▶ SELECTED PASSAGE
+-------+

FoxNews.com published a piece on Monday claiming in no uncertain terms that scientific concerns about both football-related concussions and global warming are not backed by hard evidence.
The piece, written by Dylan Gwinn, who is appropriately enough the author of a book titled "Bias in the Booth: An Insider Exposes How the Sports Media Distort the News,” argued that the media is overhyping both issues in hopes of exploiting the public’s “fear and angst”:
Don’t look now, but concussions have become the new global warming: a debate where “consensus” trumps evidence, and heroes and villains are determined by their stances on an issue where the science is bogus at worst and murky at best.
What we know for sure is that, as with the climate-change debate, the media will feed us nothing but a steady diet of fear and angst. And the facts that show football isn’t killing people will be an inconvenient truth.
A number of people in recent weeks have questioned whether football is actually dangerous. The NFL-affiliated doctor Joseph Maroon argued last week on the NFL Network that the sport is actually safer than bicycling, and the right wing political site Breitbart recently published this headline, which really speaks for itself:
— Maxwell Strachan (@maxwellstrachan) March 18, 2015
It’s true that there’s a lot we still don’t know about the long-term effects of concussions. Scientists are still figuring out just how much cognitive damage concussions cause at a young age cause, and the exact link between concussions and the brain disease known as chronic traumatic encephalopathy (CTE) is still a work in progress, as well as our understanding of the full effects of that disease.

+-------+

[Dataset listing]
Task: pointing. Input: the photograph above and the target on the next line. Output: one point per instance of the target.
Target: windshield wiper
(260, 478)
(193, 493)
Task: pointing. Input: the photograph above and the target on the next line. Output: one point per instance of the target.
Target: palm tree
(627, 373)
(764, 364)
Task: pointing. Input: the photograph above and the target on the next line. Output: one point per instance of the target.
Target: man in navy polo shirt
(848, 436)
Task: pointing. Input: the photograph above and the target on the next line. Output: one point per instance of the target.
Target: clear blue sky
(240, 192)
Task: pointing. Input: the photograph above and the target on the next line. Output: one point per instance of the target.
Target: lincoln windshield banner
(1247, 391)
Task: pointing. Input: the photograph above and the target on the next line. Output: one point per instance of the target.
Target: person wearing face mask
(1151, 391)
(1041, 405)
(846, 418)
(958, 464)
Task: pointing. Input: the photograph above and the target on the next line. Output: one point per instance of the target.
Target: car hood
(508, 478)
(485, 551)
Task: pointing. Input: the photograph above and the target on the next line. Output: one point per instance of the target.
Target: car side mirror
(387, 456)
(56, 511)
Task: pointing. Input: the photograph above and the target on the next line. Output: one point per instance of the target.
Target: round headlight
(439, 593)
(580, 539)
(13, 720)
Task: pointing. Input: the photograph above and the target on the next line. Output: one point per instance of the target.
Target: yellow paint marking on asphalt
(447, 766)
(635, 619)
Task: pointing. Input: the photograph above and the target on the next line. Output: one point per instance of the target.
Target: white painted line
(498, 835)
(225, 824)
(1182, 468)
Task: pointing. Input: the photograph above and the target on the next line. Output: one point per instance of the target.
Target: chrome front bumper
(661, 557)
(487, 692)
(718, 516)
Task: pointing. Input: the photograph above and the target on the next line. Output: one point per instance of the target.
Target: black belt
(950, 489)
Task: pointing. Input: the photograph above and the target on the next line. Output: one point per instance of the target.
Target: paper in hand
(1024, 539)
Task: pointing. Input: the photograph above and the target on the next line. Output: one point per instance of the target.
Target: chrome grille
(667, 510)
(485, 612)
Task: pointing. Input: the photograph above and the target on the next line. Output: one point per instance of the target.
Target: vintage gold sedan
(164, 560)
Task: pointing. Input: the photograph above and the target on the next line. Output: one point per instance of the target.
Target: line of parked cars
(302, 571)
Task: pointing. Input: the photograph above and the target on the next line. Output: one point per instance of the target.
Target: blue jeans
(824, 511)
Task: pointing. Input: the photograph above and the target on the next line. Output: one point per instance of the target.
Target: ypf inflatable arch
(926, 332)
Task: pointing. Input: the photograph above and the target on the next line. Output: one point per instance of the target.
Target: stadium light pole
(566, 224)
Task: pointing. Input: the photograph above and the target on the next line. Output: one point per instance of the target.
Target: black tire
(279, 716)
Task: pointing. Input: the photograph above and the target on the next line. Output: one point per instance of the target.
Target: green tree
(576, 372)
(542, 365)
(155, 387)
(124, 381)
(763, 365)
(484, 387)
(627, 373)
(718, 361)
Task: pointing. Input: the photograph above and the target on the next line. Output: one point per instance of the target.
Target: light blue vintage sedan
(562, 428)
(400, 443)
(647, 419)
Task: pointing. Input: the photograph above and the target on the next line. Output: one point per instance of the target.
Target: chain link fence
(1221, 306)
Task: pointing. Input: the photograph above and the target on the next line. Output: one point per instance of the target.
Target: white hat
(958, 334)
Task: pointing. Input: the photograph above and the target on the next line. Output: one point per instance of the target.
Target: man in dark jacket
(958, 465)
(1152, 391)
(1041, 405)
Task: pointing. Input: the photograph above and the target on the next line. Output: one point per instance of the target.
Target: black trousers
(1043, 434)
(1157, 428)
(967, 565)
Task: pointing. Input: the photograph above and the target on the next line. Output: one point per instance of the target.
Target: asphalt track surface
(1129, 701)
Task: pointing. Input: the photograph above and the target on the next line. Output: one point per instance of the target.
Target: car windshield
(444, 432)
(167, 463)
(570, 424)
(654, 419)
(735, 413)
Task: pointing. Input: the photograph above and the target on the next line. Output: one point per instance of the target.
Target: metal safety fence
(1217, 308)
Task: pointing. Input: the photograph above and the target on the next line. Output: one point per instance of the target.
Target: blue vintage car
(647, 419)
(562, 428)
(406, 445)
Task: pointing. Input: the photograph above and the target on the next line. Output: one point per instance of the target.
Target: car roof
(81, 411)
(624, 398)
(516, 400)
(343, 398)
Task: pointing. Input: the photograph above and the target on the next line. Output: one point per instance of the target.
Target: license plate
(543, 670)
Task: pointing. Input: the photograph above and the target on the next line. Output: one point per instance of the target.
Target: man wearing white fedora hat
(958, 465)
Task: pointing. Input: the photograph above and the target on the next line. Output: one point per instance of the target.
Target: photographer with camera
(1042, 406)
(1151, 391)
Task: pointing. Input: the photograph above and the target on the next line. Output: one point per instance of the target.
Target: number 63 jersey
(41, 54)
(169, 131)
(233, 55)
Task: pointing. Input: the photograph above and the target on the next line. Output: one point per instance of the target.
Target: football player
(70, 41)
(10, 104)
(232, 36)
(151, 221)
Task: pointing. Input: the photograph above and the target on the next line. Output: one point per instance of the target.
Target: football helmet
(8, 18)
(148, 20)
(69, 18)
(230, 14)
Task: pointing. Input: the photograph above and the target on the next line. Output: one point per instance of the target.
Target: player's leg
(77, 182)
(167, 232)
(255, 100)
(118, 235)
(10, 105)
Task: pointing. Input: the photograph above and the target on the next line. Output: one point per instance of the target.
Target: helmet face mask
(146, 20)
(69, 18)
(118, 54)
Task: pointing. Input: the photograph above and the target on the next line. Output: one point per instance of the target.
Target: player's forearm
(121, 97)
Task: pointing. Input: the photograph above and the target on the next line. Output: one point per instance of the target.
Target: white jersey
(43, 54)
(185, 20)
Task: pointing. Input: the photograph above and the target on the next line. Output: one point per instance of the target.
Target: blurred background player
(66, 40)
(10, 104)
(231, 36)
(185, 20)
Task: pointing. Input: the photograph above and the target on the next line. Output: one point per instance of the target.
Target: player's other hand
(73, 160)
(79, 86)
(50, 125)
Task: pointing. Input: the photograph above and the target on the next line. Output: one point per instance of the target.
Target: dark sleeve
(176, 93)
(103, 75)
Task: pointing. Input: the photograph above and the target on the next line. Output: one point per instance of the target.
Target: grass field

+-------+

▶ TASK REQUIREMENTS
1. Print the part of the article about concussions and global warming that opens with the words containing "What we know" and closes with "an inconvenient truth.".
2. Answer these questions using the article about concussions and global warming:
(a) What is the title of the book written by Dylan Gwinn?
(b) Which activity did Joseph Maroon say football is safer than?
(c) What brain disease does the article name in connection with concussions?
3. Summarize the article about concussions and global warming in two sentences.
The listing comes from a source separate from the article about concussions and global warming.

▶ SOLUTIONS BY TASK
1.
What we know for sure is that, as with the climate-change debate, the media will feed us nothing but a steady diet of fear and angst. And the facts that show football isn’t killing people will be an inconvenient truth.

2.
(a) "Bias in the Booth: An Insider Exposes How the Sports Media Distort the News"
(b) Bicycling
(c) Chronic traumatic encephalopathy (CTE)

3. A FoxNews.com piece by Dylan Gwinn claimed that concerns about football-related concussions, like those about global warming, are not backed by hard evidence and are overhyped by the media. Others have also recently questioned whether football is dangerous, though much is still unknown about the long-term effects of concussions and their link to CTE.